* [Work to complete]: Retype the listing below, keeping every line the same.
__________
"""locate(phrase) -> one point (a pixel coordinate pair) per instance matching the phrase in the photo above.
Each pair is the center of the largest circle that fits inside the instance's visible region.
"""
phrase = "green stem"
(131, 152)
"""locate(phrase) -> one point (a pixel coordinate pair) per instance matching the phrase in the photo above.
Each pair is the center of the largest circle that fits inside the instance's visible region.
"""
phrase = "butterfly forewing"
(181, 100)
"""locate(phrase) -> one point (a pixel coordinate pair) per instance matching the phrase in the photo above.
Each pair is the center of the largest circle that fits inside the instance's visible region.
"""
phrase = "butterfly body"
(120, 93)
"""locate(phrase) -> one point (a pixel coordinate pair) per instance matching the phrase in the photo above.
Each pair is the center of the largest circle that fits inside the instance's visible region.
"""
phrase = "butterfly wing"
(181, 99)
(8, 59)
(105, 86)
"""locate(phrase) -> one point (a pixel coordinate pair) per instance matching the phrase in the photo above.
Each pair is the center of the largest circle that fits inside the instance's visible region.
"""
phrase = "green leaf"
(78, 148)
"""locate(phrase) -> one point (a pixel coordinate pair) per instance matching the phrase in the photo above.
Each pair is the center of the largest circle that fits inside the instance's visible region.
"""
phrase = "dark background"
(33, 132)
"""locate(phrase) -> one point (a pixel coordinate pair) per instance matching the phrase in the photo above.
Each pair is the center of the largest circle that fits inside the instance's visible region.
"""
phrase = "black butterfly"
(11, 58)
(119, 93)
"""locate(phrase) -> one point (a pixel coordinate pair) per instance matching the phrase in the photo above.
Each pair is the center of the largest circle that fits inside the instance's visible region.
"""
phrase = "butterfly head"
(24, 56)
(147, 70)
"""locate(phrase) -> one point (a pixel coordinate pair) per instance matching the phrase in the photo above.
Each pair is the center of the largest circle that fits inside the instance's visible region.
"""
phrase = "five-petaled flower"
__________
* [Exercise solution]:
"""locate(phrase) -> one point (a pixel coordinate pair) per instance matching the phrase in the photo above.
Each pair is the center of the largest circle that fits inside the instance's visible region.
"""
phrase = "green stem"
(131, 152)
"""locate(phrase) -> one point (a pixel coordinate pair) per instance matching the phrase in the photo above.
Each pair is the center of the largest circle that fits inside the instance's visible region.
"""
phrase = "butterfly forewing"
(181, 100)
"""locate(phrase) -> one point (a pixel coordinate pair) per instance matching the phrase in the photo above.
Each pair is the center of the largest circle that fits inside the instance's visible region.
"""
phrase = "butterfly body"
(120, 93)
"""locate(phrase) -> one point (a pixel coordinate pair) per instance matching the phrase in the photo above.
Each pair is the center of the largest circle that fits inside the instance's visible region.
"""
phrase = "butterfly wing"
(181, 99)
(8, 59)
(105, 86)
"""locate(phrase) -> one point (a pixel coordinate pair) per instance matching the phrase in the photo above.
Each pair is the center of the largest circle that fits inside the instance's visible region.
"""
phrase = "green leaf"
(78, 148)
"""locate(phrase) -> one point (a pixel coordinate pair) per instance matching the phrase in the photo above.
Each pair is the center of the largest circle that fits inside the instance's visible region.
"""
phrase = "dark background"
(33, 132)
"""locate(phrase) -> one point (a pixel coordinate pair) per instance matching the phrase in the photo above.
Each pair is the center of the largest circle that fits inside the instance's visible region.
"""
phrase = "black butterfly"
(11, 58)
(119, 93)
"""locate(phrase) -> one point (a pixel coordinate pair) per instance matching the phrase in the photo above.
Each pair is the center of the largest circle that fits inside the instance's visible region.
"""
phrase = "butterfly head"
(24, 56)
(147, 70)
"""locate(phrase) -> one point (a pixel coordinate pair) per instance matching the phrase in the photo above.
Each pair is the center of the largest circle that fits inside the instance's visible region.
"""
phrase = "five-petaled flower"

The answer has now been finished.